▸ **RECORD SET**
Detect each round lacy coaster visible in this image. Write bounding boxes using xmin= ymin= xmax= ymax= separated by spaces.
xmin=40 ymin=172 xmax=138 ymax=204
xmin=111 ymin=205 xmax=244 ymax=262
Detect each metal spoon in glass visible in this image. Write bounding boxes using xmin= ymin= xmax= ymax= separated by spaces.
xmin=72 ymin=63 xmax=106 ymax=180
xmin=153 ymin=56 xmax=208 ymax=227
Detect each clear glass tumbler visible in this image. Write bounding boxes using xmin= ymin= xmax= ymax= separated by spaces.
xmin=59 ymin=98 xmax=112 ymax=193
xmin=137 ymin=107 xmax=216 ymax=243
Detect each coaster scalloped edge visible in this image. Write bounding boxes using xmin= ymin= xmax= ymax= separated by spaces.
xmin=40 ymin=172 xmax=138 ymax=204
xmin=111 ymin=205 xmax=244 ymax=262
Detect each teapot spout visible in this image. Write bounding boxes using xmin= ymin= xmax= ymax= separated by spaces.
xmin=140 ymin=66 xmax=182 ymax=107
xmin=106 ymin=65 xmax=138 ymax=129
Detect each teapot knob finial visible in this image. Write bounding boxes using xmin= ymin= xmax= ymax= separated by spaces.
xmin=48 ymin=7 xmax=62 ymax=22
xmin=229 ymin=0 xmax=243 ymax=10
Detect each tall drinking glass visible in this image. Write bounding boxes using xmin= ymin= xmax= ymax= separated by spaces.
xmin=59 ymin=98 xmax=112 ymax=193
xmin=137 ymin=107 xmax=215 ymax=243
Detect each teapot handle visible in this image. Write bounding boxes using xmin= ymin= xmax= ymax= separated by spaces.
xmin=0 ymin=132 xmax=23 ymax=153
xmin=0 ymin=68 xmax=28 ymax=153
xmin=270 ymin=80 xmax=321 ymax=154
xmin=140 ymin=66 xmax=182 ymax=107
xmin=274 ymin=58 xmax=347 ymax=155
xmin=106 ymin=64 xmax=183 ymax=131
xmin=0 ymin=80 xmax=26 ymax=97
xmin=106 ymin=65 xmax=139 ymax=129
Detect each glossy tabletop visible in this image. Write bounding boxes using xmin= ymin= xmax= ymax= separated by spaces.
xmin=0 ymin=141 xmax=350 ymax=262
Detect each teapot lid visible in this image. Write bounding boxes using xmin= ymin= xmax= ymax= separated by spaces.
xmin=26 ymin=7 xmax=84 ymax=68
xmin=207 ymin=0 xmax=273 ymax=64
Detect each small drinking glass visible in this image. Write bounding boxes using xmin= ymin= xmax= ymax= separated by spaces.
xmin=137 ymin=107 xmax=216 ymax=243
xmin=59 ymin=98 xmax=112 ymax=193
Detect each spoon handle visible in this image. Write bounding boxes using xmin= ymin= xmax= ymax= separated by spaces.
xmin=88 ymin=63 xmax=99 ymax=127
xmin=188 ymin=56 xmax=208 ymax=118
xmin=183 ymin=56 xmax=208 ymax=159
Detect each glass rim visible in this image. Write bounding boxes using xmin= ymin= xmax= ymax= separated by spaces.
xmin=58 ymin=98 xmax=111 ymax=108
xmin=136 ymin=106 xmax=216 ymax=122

▸ **DIRECTIONS FOR THIS TASK**
All of the data, start to finish: please output it exactly.

▸ **ANSWER TO THIS EXERCISE**
Detect each round lacy coaster visible in this image. Write bounding boxes using xmin= ymin= xmax= ymax= separated by spaces.
xmin=40 ymin=172 xmax=138 ymax=204
xmin=111 ymin=205 xmax=244 ymax=262
Detect each metal spoon in glass visible in this image. Write bounding boxes using xmin= ymin= xmax= ymax= separated by spaces.
xmin=72 ymin=63 xmax=106 ymax=180
xmin=153 ymin=56 xmax=208 ymax=227
Detect each clear glass tumbler visible in this image. Write bounding boxes using xmin= ymin= xmax= ymax= separated by spaces.
xmin=59 ymin=98 xmax=112 ymax=193
xmin=137 ymin=107 xmax=216 ymax=243
Detect each coaster scalloped edge visible in this image. Write bounding boxes using xmin= ymin= xmax= ymax= separated by spaces.
xmin=40 ymin=172 xmax=138 ymax=204
xmin=111 ymin=205 xmax=244 ymax=262
Detect each teapot spout visible in this image. Write bounding boxes using xmin= ymin= xmax= ymax= separated by spaces.
xmin=140 ymin=66 xmax=182 ymax=107
xmin=106 ymin=65 xmax=138 ymax=129
Detect each teapot knob finial visible in this image. Write bounding boxes using xmin= ymin= xmax= ymax= separated by spaces.
xmin=48 ymin=7 xmax=62 ymax=22
xmin=229 ymin=0 xmax=243 ymax=10
Detect each tall drinking glass visible in this image. Write bounding boxes using xmin= ymin= xmax= ymax= separated by spaces.
xmin=59 ymin=98 xmax=112 ymax=193
xmin=137 ymin=107 xmax=215 ymax=243
Detect each teapot handle visible in this image. Write bounding boxes using xmin= ymin= xmax= ymax= separated by spaces.
xmin=0 ymin=132 xmax=23 ymax=153
xmin=0 ymin=68 xmax=28 ymax=153
xmin=270 ymin=80 xmax=321 ymax=154
xmin=140 ymin=66 xmax=182 ymax=107
xmin=274 ymin=58 xmax=347 ymax=155
xmin=106 ymin=64 xmax=183 ymax=131
xmin=0 ymin=80 xmax=26 ymax=97
xmin=106 ymin=65 xmax=139 ymax=129
Detect each glossy tabletop visible in this image. Write bounding boxes using xmin= ymin= xmax= ymax= separated by spaces.
xmin=0 ymin=141 xmax=350 ymax=262
Detect each teapot lid visible in this image. Write bounding boxes using xmin= ymin= xmax= ymax= separated by spaces.
xmin=26 ymin=7 xmax=84 ymax=68
xmin=207 ymin=0 xmax=273 ymax=64
Detect each small drinking glass visible in this image. Write bounding boxes using xmin= ymin= xmax= ymax= separated by spaces.
xmin=137 ymin=107 xmax=216 ymax=243
xmin=59 ymin=98 xmax=112 ymax=193
Detect each spoon handle visible in this image. Write bounding boxes using xmin= ymin= xmax= ymax= separated by spaces.
xmin=88 ymin=63 xmax=99 ymax=127
xmin=188 ymin=56 xmax=208 ymax=118
xmin=183 ymin=56 xmax=208 ymax=159
Detect each glass rim visible in this image. Write bounding boxes using xmin= ymin= xmax= ymax= separated by spaces.
xmin=58 ymin=98 xmax=111 ymax=108
xmin=136 ymin=106 xmax=216 ymax=122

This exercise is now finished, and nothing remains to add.